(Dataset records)
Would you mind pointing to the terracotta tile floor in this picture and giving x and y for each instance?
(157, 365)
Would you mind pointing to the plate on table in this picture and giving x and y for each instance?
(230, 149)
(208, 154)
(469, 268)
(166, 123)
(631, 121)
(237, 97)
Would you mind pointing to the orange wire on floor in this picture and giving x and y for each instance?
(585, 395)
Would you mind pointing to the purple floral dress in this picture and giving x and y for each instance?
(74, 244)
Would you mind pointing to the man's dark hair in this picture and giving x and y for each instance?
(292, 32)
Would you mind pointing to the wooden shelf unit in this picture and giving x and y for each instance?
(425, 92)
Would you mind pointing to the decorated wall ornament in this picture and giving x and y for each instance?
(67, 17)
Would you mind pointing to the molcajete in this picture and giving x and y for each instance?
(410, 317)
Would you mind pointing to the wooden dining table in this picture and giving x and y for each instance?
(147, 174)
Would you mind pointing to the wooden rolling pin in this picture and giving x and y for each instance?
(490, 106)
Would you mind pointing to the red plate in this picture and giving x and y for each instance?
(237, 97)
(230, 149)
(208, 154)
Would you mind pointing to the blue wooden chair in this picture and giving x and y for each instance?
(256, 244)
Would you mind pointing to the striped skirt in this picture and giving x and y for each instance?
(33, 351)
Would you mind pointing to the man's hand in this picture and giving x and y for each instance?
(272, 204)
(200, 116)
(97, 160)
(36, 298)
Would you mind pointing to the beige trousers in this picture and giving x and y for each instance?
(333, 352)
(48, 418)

# Task directions
Produce an exact copy of the whole listing.

# Exercise solution
Would you mind pointing to the terracotta tile floor in this picture and giving x and y for each instance?
(157, 365)
Would you mind pointing to the plate on table in this picture and giving x and y for each instance?
(230, 149)
(208, 154)
(469, 268)
(166, 123)
(631, 121)
(237, 97)
Would you mind pointing to the orange wire on floor in this picture and giving x and y for each instance?
(585, 395)
Would you mind pointing to the purple floral dress in this picture and giving x and y for each instance?
(74, 244)
Would you mind pointing to the man's dark hair in this picture and giving x and y for each instance?
(292, 32)
Would you mind pointing to the wooden shelf unit in this picture and giving x and y for each instance?
(425, 92)
Would you mind pointing to the decorated wall ornament in this picture and giving x and y for each instance?
(67, 17)
Would you mind pointing to the molcajete in this picture and giving x and y for each instance?
(410, 317)
Would you mind pointing to the wooden dining table in this picture and giving x and y for each instance?
(147, 174)
Would you mind pointing to the wooden rolling pin in this picture and giving x and y for each instance?
(490, 106)
Would you mind pointing to the red plate in this picture and giving x and y for each instance?
(237, 97)
(230, 149)
(208, 154)
Would you mind pointing to the blue wooden chair in this picture and giving x and y for each instance?
(256, 244)
Would you mind pointing to the striped skirt in this picture and giving x and y for each instance?
(33, 351)
Would you mind pointing to the man's hand in this picture and giving x and y for each instance?
(272, 204)
(200, 116)
(97, 160)
(36, 298)
Would you mind pointing to the beige trousers in this picture and giving x and y for each instance?
(333, 352)
(48, 418)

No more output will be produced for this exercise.